TASK INSTRUCTIONS:
In the data below, which lines hold "glass"? Copy every one.

DATA PROVIDED:
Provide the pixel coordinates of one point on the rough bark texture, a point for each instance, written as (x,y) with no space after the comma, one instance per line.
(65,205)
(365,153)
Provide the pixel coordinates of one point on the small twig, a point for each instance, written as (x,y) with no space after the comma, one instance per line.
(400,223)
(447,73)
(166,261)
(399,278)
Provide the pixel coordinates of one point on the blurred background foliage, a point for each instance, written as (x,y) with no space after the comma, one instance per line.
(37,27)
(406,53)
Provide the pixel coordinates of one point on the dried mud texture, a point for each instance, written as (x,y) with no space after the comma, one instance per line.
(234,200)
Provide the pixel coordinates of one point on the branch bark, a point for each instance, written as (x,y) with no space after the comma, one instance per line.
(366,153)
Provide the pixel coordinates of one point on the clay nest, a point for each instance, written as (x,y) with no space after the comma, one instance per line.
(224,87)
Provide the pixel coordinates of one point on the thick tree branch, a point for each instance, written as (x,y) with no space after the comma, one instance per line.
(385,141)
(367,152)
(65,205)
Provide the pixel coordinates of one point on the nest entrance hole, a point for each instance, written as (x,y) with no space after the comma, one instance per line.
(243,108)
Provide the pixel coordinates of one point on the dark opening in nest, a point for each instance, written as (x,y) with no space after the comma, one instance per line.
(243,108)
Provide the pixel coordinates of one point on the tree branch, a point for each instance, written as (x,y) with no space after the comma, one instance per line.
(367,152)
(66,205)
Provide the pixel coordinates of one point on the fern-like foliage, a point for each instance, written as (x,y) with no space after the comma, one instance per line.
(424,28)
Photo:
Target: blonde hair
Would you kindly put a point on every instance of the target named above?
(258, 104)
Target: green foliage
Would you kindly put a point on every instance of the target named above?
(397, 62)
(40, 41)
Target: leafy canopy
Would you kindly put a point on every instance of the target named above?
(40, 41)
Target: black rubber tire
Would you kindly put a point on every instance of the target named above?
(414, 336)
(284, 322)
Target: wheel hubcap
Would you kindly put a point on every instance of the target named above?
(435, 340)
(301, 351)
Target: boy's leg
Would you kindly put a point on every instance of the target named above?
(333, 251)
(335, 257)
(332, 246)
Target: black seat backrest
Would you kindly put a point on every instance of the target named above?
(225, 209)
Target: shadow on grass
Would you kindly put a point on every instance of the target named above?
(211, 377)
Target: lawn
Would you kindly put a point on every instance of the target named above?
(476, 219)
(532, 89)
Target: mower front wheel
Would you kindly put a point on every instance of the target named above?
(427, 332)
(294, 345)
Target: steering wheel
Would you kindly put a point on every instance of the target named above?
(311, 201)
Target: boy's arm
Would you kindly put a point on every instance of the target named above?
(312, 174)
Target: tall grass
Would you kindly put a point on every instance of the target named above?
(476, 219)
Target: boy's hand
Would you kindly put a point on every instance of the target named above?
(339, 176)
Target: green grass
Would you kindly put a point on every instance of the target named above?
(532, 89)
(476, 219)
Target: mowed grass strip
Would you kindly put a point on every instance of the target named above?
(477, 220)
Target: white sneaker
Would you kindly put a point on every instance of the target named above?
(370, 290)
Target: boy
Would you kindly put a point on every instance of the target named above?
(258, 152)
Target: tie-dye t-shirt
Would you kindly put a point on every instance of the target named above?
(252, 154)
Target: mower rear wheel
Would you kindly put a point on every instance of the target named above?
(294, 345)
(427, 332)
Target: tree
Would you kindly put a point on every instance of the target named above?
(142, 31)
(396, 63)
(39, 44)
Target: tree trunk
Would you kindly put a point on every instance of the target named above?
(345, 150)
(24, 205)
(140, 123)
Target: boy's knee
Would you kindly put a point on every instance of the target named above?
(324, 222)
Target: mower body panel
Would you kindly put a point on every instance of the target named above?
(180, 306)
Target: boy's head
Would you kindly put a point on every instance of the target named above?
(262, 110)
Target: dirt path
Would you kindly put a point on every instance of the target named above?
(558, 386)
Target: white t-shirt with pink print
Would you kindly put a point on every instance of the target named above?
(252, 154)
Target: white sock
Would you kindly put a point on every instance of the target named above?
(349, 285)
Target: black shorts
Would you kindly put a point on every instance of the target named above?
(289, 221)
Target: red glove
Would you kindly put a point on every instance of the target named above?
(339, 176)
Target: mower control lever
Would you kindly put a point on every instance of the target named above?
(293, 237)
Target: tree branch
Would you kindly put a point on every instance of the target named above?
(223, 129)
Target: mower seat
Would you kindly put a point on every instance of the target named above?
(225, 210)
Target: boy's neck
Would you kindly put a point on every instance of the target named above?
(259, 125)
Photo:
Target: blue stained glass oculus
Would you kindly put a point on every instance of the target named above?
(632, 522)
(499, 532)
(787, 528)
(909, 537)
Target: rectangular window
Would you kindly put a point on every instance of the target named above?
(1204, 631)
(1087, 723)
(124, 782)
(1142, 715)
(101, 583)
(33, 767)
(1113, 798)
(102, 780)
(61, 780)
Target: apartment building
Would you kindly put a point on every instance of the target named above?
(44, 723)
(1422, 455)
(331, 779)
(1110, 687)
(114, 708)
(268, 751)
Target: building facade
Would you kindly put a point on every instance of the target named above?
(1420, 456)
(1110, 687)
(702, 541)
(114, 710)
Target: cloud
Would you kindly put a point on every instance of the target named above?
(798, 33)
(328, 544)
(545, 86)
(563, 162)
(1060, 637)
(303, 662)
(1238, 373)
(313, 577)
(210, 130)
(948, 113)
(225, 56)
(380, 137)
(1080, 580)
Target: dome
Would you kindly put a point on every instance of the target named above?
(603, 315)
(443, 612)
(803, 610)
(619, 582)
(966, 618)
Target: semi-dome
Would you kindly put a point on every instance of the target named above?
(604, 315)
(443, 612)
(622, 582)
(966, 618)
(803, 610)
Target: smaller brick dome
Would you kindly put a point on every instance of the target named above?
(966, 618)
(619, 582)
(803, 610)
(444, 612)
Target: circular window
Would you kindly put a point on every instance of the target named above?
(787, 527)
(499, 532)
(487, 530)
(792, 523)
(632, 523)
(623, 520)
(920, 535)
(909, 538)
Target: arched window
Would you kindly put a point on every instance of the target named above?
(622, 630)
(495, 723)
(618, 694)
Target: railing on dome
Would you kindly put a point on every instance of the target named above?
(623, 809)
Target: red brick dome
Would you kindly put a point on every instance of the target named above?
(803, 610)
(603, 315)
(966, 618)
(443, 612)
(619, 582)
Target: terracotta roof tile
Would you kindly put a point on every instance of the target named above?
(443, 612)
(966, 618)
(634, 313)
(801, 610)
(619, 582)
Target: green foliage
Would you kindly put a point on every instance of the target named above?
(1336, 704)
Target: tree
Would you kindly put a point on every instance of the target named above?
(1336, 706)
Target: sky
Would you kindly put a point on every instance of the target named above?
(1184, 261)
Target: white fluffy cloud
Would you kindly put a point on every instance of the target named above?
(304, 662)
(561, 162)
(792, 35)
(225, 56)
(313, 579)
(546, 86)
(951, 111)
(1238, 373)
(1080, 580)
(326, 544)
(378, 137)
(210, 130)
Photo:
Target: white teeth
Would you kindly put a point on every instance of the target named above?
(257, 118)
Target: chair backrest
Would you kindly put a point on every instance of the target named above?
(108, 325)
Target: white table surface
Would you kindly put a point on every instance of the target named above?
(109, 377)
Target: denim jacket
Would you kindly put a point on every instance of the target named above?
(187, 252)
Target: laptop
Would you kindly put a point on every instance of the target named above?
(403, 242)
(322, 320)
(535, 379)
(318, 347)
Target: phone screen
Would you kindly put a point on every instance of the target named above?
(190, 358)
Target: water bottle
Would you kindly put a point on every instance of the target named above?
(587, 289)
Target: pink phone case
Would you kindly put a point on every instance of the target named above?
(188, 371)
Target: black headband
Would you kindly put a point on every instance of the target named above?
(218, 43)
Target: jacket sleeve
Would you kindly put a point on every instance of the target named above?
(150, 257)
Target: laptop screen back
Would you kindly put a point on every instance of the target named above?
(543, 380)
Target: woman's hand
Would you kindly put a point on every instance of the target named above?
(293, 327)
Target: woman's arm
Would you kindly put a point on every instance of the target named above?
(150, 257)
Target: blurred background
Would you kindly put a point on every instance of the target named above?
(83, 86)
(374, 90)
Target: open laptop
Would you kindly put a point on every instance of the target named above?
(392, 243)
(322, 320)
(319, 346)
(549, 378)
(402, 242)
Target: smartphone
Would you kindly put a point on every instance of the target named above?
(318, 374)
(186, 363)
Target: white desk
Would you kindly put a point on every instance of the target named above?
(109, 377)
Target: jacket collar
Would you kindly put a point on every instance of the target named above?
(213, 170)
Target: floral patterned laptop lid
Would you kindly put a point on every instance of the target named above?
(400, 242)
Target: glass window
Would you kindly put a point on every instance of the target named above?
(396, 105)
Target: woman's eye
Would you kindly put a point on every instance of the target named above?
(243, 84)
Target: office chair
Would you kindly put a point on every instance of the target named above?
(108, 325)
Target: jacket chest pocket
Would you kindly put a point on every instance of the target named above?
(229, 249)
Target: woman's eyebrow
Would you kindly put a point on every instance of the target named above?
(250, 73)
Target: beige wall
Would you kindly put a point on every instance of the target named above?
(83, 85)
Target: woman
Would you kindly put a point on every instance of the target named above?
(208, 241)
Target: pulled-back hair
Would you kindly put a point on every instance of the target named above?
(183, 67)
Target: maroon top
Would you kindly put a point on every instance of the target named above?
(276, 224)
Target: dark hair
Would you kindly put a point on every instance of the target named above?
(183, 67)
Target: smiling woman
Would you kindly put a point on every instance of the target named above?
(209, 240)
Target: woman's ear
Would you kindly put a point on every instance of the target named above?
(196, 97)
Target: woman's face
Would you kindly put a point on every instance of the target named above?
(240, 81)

OUTPUT FOR THIS TASK:
Target: blue stained glass oculus
Target: glass window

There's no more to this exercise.